> [REQUIREMENTS] Reproduce the listing below line for line, with no changes.

> [Records from a dataset]
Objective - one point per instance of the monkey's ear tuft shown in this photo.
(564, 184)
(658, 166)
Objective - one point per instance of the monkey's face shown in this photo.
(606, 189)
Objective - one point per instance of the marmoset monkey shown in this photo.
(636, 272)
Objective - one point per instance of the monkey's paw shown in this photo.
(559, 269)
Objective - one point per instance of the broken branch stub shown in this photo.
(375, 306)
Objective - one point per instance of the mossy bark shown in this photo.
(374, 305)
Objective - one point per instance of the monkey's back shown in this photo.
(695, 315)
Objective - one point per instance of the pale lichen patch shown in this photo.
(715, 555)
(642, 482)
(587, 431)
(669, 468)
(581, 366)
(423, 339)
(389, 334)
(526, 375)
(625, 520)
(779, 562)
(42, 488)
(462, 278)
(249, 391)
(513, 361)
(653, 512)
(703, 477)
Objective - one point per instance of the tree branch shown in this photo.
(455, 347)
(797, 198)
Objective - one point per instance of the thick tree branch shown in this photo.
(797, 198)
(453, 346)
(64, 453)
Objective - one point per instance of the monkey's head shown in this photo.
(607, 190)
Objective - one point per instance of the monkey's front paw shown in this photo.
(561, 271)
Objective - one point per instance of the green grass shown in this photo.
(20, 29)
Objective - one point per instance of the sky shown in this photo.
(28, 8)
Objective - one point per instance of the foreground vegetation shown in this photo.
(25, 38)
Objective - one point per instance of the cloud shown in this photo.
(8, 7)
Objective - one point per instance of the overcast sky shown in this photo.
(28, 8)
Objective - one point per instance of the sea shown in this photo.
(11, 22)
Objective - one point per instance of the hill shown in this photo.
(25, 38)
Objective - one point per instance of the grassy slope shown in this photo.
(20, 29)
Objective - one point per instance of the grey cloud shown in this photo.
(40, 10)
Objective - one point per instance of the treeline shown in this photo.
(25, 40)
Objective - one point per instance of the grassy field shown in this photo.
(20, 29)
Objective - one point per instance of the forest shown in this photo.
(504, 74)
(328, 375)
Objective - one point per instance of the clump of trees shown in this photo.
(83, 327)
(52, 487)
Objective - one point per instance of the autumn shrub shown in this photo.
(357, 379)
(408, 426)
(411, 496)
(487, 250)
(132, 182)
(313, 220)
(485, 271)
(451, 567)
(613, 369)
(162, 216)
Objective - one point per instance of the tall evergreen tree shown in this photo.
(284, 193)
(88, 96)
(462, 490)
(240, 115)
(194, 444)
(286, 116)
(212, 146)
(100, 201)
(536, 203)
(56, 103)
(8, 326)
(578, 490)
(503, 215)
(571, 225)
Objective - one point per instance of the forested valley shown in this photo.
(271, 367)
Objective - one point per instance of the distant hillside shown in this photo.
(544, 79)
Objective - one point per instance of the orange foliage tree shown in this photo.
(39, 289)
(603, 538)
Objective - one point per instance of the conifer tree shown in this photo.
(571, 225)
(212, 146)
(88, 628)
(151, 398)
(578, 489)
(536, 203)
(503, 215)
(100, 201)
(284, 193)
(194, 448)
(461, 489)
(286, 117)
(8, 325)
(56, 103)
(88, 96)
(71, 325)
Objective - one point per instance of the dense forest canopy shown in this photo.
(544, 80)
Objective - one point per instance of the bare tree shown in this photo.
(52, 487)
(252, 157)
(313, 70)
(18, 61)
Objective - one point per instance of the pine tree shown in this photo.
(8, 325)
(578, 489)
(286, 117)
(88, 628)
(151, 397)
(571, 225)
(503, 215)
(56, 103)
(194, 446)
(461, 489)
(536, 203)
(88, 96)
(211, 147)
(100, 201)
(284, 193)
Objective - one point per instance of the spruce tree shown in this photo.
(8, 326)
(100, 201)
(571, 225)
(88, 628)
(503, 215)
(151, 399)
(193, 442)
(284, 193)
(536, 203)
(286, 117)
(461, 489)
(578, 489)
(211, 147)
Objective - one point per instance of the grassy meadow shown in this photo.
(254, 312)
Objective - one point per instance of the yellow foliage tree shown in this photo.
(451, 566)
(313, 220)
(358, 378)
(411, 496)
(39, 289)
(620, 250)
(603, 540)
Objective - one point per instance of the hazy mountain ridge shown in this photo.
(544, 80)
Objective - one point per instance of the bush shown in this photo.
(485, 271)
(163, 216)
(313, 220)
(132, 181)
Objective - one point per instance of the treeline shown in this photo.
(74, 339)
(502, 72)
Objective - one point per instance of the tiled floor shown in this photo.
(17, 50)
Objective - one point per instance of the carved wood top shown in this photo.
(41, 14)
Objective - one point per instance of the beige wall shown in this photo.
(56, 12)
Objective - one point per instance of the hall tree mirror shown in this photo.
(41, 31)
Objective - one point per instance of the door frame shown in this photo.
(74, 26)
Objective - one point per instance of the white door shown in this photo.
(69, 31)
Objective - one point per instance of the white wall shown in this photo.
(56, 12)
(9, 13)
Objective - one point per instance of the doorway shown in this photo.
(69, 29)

> [EXERCISE OUTPUT]
Objective - one point per instance of the monkey's ear tuft shown in this photo.
(564, 184)
(658, 166)
Objective - one point per instance of the monkey's face shown in this photo.
(606, 189)
Objective - one point per instance of the marmoset monkey shown in this photo.
(636, 272)
Objective - one point per instance of the monkey's paw shown in this photo.
(559, 269)
Objective - one point per instance of the broken branch stub shown in this photo.
(375, 306)
Objective - one point per instance of the mossy bark shown in this photo.
(374, 305)
Objective - one point per instance of the monkey's back shown in this photo.
(695, 315)
Objective - one point per instance of the pale lichen patch shown in this photo.
(715, 555)
(642, 482)
(587, 431)
(669, 468)
(581, 366)
(423, 339)
(389, 334)
(526, 375)
(625, 520)
(779, 562)
(42, 488)
(462, 278)
(249, 391)
(513, 361)
(653, 512)
(703, 477)
Objective - one point per instance of the tree branch shown in this photo.
(455, 347)
(797, 198)
Objective - one point per instance of the thick tree branch shown in this photo.
(797, 198)
(453, 346)
(64, 453)
Objective - one point per instance of the monkey's head shown in this photo.
(607, 190)
Objective - one point per instance of the monkey's front paw shown in this photo.
(561, 271)
Objective - one point per instance of the green grass shown in this photo.
(20, 29)
Objective - one point per instance of the sky shown in this photo.
(28, 8)
Objective - one point per instance of the foreground vegetation shown in this photo.
(25, 38)
Objective - one point per instance of the cloud shown in this photo.
(8, 7)
Objective - one point per instance of the overcast sky shown in this photo.
(28, 8)
Objective - one point per instance of the sea shown in this photo.
(11, 22)
Objective - one point per instance of the hill shown in this photo.
(25, 38)
Objective - one point per instance of the grassy slope shown in this photo.
(20, 29)
Objective - one point per instance of the grey cloud shown in this photo.
(40, 10)
Objective - one point per instance of the treeline shown in this photo.
(25, 40)
Objective - one point per instance of the grassy field shown in this photo.
(20, 29)
Objective - one point per instance of the forest shown in this photo.
(504, 74)
(328, 375)
Objective - one point per instance of the clump of trees shown in this photo.
(83, 327)
(52, 487)
Objective - one point per instance of the autumn shrub shown in this photo.
(357, 379)
(408, 426)
(411, 496)
(487, 250)
(132, 182)
(313, 220)
(485, 271)
(451, 567)
(613, 369)
(162, 216)
Objective - one point per instance of the tall evergreen tree shown in this photo.
(284, 193)
(88, 96)
(462, 490)
(240, 115)
(194, 444)
(286, 116)
(212, 146)
(100, 201)
(536, 203)
(56, 103)
(8, 326)
(578, 490)
(503, 215)
(571, 225)
Objective - one point per instance of the forested valley shown in this photo.
(271, 367)
Objective - one point per instance of the distant hillside shown in this photo.
(544, 79)
Objective - one point per instance of the orange foliage tree shown in this photo.
(39, 289)
(603, 538)
Objective - one point per instance of the conifer tree shown in this photo.
(571, 225)
(212, 146)
(88, 628)
(151, 398)
(578, 489)
(536, 203)
(503, 215)
(100, 201)
(284, 193)
(194, 448)
(461, 489)
(286, 117)
(8, 325)
(56, 103)
(88, 96)
(71, 325)
Objective - one point per instance of the dense forest canopy shown in this photo.
(544, 80)
Objective - one point per instance of the bare tree shown in this photo.
(52, 487)
(252, 157)
(313, 70)
(18, 61)
Objective - one point per instance of the pine tree shown in this photo.
(8, 325)
(578, 489)
(286, 117)
(88, 628)
(151, 397)
(571, 225)
(503, 215)
(56, 103)
(194, 446)
(461, 489)
(536, 203)
(88, 96)
(211, 147)
(100, 201)
(284, 193)
Objective - one point per instance of the spruce tree shown in this photo.
(8, 326)
(100, 201)
(571, 225)
(88, 628)
(503, 215)
(151, 399)
(193, 442)
(284, 193)
(536, 203)
(286, 117)
(461, 489)
(578, 489)
(211, 147)
Objective - one point per instance of the grassy meadow shown in this photo.
(254, 312)
Objective - one point per instance of the yellow foliage tree shown in this photo.
(451, 566)
(313, 220)
(358, 378)
(411, 496)
(39, 289)
(620, 250)
(603, 540)
Objective - one point per instance of the hazy mountain ridge shown in this photo.
(544, 80)
Objective - one point per instance of the bush shown in this photo.
(485, 271)
(163, 216)
(313, 220)
(132, 181)
Objective - one point per instance of the treeline shown in this photo.
(74, 339)
(502, 72)
Objective - one point per instance of the tiled floor shown in this photo.
(17, 50)
Objective - one point per instance of the carved wood top shown in this photo.
(41, 14)
Objective - one point per instance of the beige wall shown in this photo.
(56, 12)
Objective - one point per instance of the hall tree mirror shown in this photo.
(41, 31)
Objective - one point per instance of the door frame shown in this photo.
(74, 26)
Objective - one point per instance of the white door shown in this photo.
(69, 31)
Objective - one point per instance of the white wall shown in this photo.
(56, 12)
(9, 13)
Objective - one point per instance of the doorway shown in this photo.
(69, 29)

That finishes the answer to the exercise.